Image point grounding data
..........

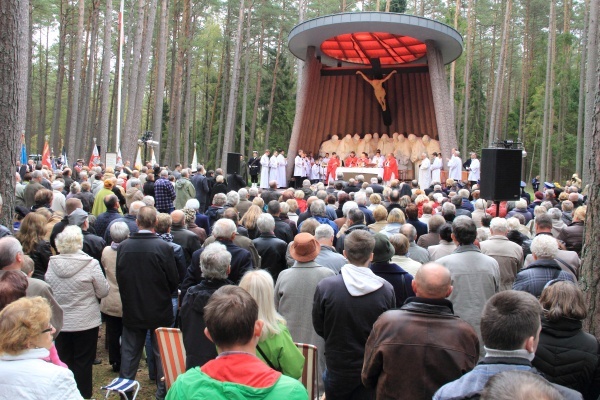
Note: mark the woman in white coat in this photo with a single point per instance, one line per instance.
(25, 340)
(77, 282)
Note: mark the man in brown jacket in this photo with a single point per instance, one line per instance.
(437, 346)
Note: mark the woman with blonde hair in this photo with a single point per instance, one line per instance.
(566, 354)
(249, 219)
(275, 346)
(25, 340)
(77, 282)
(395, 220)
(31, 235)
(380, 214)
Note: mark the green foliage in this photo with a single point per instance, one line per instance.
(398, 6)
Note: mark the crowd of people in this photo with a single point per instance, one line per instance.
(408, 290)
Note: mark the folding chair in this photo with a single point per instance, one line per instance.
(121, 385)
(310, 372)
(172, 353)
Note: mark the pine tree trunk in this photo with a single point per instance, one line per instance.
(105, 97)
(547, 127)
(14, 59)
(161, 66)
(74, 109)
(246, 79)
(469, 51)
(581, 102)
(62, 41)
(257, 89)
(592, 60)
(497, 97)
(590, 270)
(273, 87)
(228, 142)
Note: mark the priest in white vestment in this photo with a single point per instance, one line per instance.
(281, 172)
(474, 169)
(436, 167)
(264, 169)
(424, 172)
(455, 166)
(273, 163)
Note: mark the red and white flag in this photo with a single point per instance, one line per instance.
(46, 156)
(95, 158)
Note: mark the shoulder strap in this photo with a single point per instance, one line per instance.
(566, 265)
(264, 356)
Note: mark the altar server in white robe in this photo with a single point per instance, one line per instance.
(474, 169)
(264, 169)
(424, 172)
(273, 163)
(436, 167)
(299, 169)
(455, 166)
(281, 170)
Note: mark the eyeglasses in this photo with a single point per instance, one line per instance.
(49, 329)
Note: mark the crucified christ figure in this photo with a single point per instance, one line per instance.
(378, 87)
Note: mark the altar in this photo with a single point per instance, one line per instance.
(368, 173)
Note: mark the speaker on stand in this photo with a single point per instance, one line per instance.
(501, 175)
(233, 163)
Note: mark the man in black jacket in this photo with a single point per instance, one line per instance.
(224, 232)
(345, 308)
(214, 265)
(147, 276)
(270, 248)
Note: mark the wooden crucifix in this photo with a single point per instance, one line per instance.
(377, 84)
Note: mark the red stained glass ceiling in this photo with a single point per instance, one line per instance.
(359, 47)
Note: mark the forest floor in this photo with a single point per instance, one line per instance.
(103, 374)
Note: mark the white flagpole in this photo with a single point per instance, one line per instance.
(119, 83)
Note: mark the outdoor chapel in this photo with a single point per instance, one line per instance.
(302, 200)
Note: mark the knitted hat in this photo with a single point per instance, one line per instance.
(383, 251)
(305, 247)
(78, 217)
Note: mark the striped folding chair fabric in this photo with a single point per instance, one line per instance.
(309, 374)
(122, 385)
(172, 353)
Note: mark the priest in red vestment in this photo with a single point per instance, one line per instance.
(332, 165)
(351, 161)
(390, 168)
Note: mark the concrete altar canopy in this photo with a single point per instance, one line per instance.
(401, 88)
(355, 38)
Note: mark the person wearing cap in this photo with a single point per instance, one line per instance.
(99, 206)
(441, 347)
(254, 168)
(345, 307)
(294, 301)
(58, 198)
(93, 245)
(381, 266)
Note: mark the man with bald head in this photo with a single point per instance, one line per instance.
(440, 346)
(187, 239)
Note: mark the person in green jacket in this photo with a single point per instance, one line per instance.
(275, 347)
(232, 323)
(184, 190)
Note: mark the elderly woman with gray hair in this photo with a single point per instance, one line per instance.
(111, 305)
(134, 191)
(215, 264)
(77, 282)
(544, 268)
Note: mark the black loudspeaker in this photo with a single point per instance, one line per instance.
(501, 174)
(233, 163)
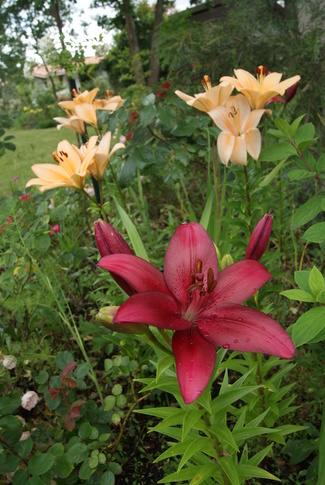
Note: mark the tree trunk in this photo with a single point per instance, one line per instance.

..........

## REQUIREMENT:
No pictures should appear in the copy, and each record above is to be returned exactly.

## RESULT:
Note: mark the woman in white coat in this photo with a single point per instance, one line per instance.
(25, 340)
(77, 282)
Note: mark the man in brown jacket in this photo with a single point per instance, one line per instance.
(437, 346)
Note: mark the woman with blonde hair in this photo with a single point per instance, one line per instance.
(566, 354)
(249, 219)
(275, 346)
(25, 340)
(77, 282)
(395, 220)
(31, 235)
(380, 214)
Note: mark the green foliage in this photo with a single point per instance, one line per instance.
(398, 6)
Note: mark the crowd of people in this photo with a single point per instance, one line per instance.
(408, 290)
Note: mark the folding chair in this photo with a single point per instance, one line per instance.
(121, 385)
(310, 372)
(172, 353)
Note: mark the pine tree trunk in this photo with a single point per instance, one line per instance.
(105, 97)
(547, 127)
(14, 59)
(161, 66)
(74, 109)
(246, 79)
(469, 51)
(581, 102)
(62, 41)
(257, 89)
(592, 60)
(497, 97)
(590, 270)
(273, 87)
(228, 142)
Note: mark the priest in white vestment in this photo with a single point per instance, one line per instance.
(281, 172)
(474, 169)
(436, 167)
(264, 169)
(424, 172)
(455, 166)
(273, 163)
Note: mark the red and white flag in this photo with a single point per instance, one line per instance.
(46, 156)
(95, 158)
Note: mark the shoulder strap in this photo with a single point per instance, one line per instance.
(566, 265)
(264, 356)
Note: mark the altar server in white robe in this photo with a single point per instance, one line per instance.
(474, 169)
(264, 169)
(424, 172)
(273, 163)
(436, 167)
(299, 169)
(455, 166)
(281, 170)
Note: mark the eyeglasses in this photo with a single point per instance, one line per instance.
(49, 329)
Note: mark the crucified christ figure in this photo with a single point per instance, one line per instance.
(378, 87)
Note: mark the altar in this photo with a single point per instance, one line per instance.
(368, 173)
Note: mark the speaker on stand in this photo with a single point per instance, one line per instance.
(501, 175)
(233, 163)
Note: mark the man in black jacket in this photo with a single point per instance, one line per instance.
(224, 232)
(345, 308)
(214, 265)
(147, 276)
(270, 248)
Note: mark the wooden crucifix in this photo with a single point per instance, one line per instance.
(377, 84)
Note: mark the red stained glass ceiling in this photo with a single point per instance, one line per instance.
(359, 47)
Note: mark the forest floor in this photo with a single point per instance, one line per instance.
(103, 374)
Note: mark the white flagpole in this photo with a single point per instance, one line per instance.
(119, 83)
Note: mark the outdoor chapel in this photo with a single point per instance, one line per instance.
(302, 200)
Note: mark the knitted hat in this photo with a single point per instance, one line per instance.
(383, 251)
(305, 247)
(78, 217)
Note: mark the striped folding chair fabric in this photo with a single point per instance, one line per instance.
(309, 374)
(122, 385)
(172, 353)
Note: mark the priest in red vestment in this photo with a single point per instance, one line per instance.
(332, 165)
(351, 161)
(390, 168)
Note: mark the concrete altar canopy in this photo with a single point per instance, one line per instance.
(401, 88)
(355, 38)
Note: mark the person wearing cap in this photo with a single point per instance, one line per instance.
(99, 206)
(441, 347)
(254, 168)
(345, 307)
(294, 301)
(58, 198)
(93, 245)
(381, 266)
Note: mark the man with bald head in this photo with a single point per instance, one line per instance.
(440, 346)
(187, 239)
Note: mark the person in green jacket in this photo with a single point per instance, one line per instance.
(275, 347)
(232, 323)
(184, 190)
Note: mark the elderly woman with gray hair in this photo with a single point per instance, one line per instance.
(111, 305)
(134, 191)
(215, 264)
(77, 282)
(544, 268)
Note: mark the black loudspeaker in this photo with a single point per instance, one line per instance.
(501, 174)
(233, 163)
Note: mark the tree trunk in this photo with a single point per instance, one line per instance.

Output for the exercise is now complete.